Information provided:
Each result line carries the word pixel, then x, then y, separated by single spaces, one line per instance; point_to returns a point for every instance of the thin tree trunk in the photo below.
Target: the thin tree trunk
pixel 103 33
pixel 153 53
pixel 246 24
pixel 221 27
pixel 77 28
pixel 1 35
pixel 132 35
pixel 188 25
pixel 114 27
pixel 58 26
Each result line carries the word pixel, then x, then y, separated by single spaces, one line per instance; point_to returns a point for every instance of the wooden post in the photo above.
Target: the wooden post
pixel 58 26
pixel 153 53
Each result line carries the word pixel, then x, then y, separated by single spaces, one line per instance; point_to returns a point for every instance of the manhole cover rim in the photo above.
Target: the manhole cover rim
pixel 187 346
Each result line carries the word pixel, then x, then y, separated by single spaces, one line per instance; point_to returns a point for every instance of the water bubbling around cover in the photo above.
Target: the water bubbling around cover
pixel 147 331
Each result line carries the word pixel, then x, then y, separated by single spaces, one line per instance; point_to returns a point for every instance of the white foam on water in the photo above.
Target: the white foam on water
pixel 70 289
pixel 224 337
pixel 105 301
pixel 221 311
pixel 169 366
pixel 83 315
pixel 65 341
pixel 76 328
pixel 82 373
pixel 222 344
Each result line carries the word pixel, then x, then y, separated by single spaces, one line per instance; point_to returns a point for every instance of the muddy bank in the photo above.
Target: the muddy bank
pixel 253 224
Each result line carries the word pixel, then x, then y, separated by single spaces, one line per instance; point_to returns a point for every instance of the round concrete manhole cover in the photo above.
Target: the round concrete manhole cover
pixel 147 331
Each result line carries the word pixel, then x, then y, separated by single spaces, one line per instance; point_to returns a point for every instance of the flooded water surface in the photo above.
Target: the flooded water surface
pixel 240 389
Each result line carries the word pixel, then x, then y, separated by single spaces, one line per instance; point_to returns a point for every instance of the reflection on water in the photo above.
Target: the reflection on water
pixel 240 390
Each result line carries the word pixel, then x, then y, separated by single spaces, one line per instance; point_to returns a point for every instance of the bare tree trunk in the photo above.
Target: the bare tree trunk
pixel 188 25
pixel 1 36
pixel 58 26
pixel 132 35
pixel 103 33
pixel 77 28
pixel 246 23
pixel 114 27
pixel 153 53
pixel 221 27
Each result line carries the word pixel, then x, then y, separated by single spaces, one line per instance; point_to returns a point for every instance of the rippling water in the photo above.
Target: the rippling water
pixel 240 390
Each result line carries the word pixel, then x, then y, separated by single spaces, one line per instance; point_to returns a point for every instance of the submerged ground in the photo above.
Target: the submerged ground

Exercise description: In the records, find every line that has the string "ground" and copy it.

Result for this task:
Each result line carries the word pixel, then x, then y, separated by single spaces, one line per instance; point_to returns a point for every instance of the submerged ground in the photo above.
Target: the submerged ground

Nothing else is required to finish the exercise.